Maritime Activity Reports, Inc.

August 29, 2014

 

Yesterday, a new club house for the Cleveland Juniors Football Club in Middlesbrough in northern England was officially opened. With support from RWE Dea, the Football Foundation and other sponsors, Lionsraw collected a total of GBP 418,000 to complete their first Legacy Project in the United Kingdom. The club house and a lease will secure the future of the junior football club in the long term.

Former Middlesbrough and England manager Steve McClaren officially opened the new clubhouse on Wednesday. Construction, including showers, lockers, toilets and office facilities in northern England, began on 4 March 2014. The new building replaces the old storage containers the young football players and children have been using as changing room until now. The completion of the project is just in time for the start of the football season in August 2014.

"RWE Dea joined Lionsraw’s project in an early stage and we are excited to see now the final result,” said Dirk Schoene, Managing Director RWE Dea UK. “As an oil and gas company active in this region we are proud to support the Teesside community, notably, Cleveland Juniors Football Club. The Lionsraw project is a great opportunity to make a sustainable contribution to the local community that will benefit children and youths in particular,” added Schoene. RWE Dea had already pledged a contribution of GBP 50,000 in the early stages of the project, and this positive signal encouraged other sponsors to sign up as well. In addition to Lionsraw and RWE Dea, the Football Foundation, the Middlesbrough City Council, Sport England, PX Limited, Applied Integration and North Riding FA also came on board.

RWE Dea produces gas for the British domestic market. In October last year, RWE Dea brought the Breagh gas field, located some 100 kilometres off Teesside, into production. The Breagh field gas flows through a pipeline to the coast at Coatham Sands near Teesside. It continues to a gas treatment facility in Teesside via an eleven-kilometre buried pipeline, and from there into the British gas grid.

The scheme’s driving force for the clubhouse project has been Cleveland Juniors treasurer Michelle Rush, who says seeing the clubhouse become reality represents a dream come true for her late father and founding club chairman Frank Rush. “This project will help the club to grow and enable us to continue to offer our unique academy that gives free football coaching to allow underprivileged local children to benefit from top class coaching,” said Michelle Rush.

The football movement and non-profit organisation Lionsraw and it’s supporters have also helped to secure the club’s long-term future with a 25-year asset transfer lease of the team’s Mill Hill pitches in Acklam from Middlesbrough Council. Having similar projects in South Africa and Brazil, it is the first Legacy Project for Lionsraw in the United Kingdom.

Information shown
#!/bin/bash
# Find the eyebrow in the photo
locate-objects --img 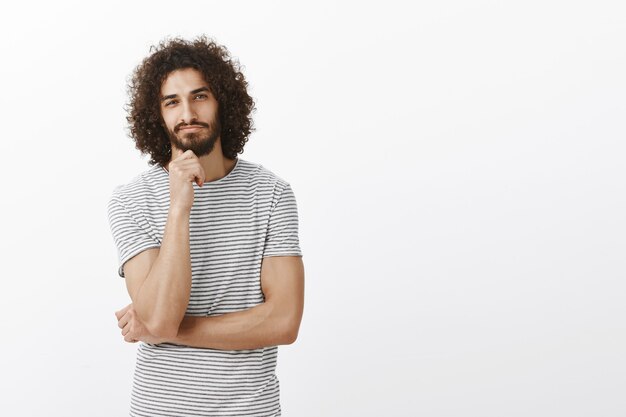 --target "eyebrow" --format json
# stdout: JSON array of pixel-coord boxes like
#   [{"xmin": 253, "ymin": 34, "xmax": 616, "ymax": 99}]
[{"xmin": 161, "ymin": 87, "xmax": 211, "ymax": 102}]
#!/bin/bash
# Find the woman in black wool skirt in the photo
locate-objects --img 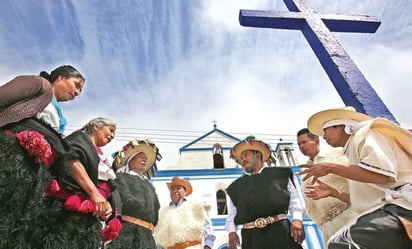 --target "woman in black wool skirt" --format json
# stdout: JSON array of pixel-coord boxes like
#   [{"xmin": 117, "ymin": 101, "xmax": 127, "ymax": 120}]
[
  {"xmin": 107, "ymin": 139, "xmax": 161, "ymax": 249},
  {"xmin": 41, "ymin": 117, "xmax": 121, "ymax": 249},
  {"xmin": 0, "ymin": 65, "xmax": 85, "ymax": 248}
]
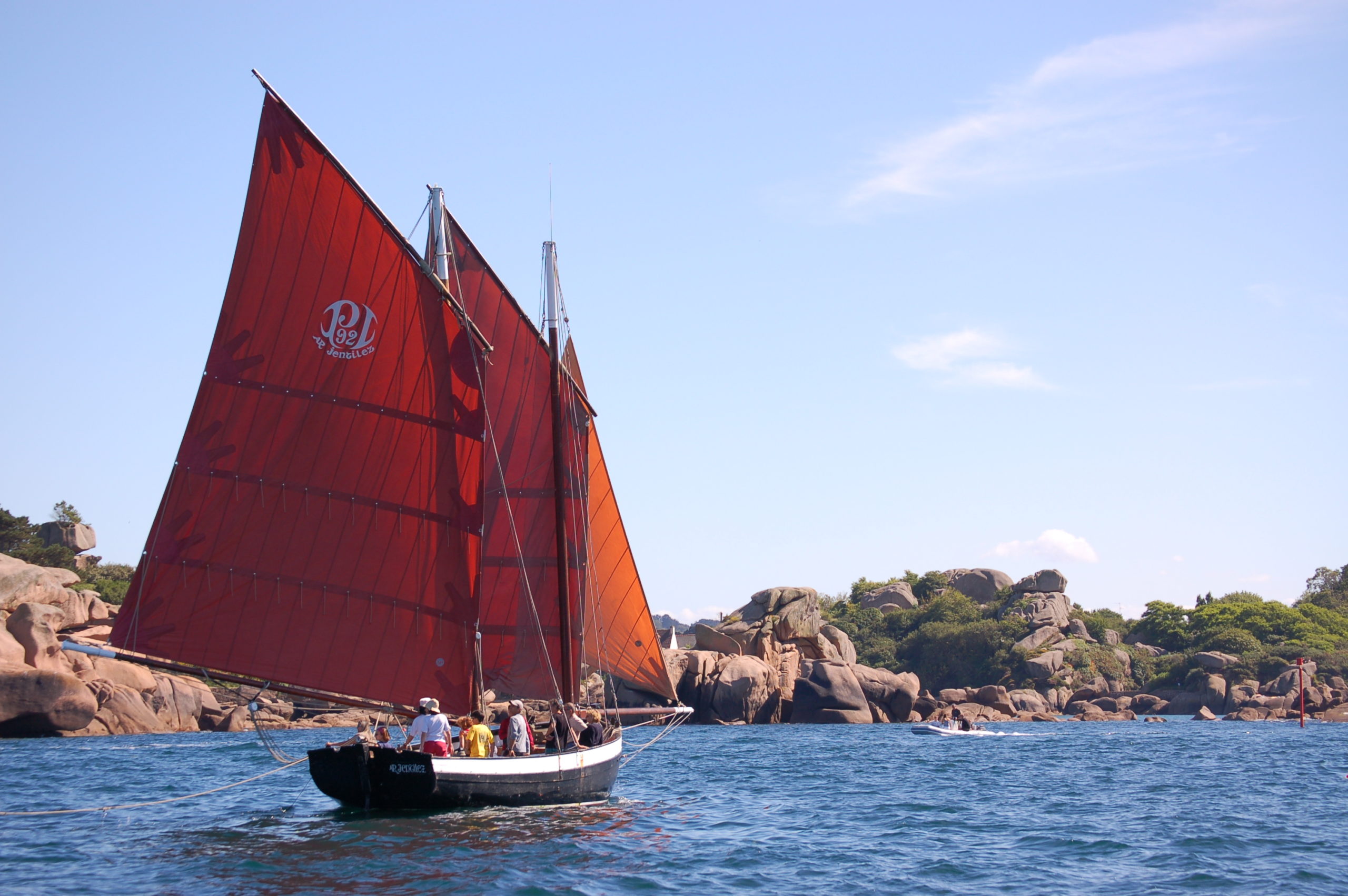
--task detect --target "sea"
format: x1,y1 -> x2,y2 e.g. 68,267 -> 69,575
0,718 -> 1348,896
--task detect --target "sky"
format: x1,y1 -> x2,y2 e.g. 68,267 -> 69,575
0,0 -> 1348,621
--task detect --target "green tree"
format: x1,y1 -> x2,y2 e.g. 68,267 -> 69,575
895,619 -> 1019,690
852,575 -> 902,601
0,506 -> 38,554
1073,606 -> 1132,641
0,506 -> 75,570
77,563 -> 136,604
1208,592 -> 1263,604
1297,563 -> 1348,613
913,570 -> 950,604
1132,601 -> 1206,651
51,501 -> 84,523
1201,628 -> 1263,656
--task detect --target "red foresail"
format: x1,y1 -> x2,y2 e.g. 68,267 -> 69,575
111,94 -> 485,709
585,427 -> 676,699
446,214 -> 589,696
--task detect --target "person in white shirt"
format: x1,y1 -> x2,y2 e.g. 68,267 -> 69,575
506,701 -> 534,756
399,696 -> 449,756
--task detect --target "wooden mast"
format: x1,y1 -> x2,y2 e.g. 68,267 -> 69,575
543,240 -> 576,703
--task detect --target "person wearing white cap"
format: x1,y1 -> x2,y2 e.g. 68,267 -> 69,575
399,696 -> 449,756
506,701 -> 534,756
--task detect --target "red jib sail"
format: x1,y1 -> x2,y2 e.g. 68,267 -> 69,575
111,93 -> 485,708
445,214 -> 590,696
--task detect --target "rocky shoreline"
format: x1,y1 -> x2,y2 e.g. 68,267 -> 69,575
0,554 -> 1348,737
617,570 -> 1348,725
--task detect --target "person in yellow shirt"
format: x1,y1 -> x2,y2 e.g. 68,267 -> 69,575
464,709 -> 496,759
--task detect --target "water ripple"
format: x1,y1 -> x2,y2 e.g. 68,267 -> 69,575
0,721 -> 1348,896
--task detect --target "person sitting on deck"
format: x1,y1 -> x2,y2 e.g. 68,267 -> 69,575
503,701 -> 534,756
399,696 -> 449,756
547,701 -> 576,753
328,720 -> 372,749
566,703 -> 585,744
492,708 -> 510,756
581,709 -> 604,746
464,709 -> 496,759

Problems and tasks
#1 In the clubhouse article, how much did RWE Dea pledge in the early stages of the project?
#2 Please quote the clubhouse article word for word, starting at "The scheme’s driving" and ending at "said Michelle Rush.".

Completed exercise
#1 GBP 50,000

#2
The scheme’s driving force for the clubhouse project has been Cleveland Juniors treasurer Michelle Rush, who says seeing the clubhouse become reality represents a dream come true for her late father and founding club chairman Frank Rush. “This project will help the club to grow and enable us to continue to offer our unique academy that gives free football coaching to allow underprivileged local children to benefit from top class coaching,” said Michelle Rush.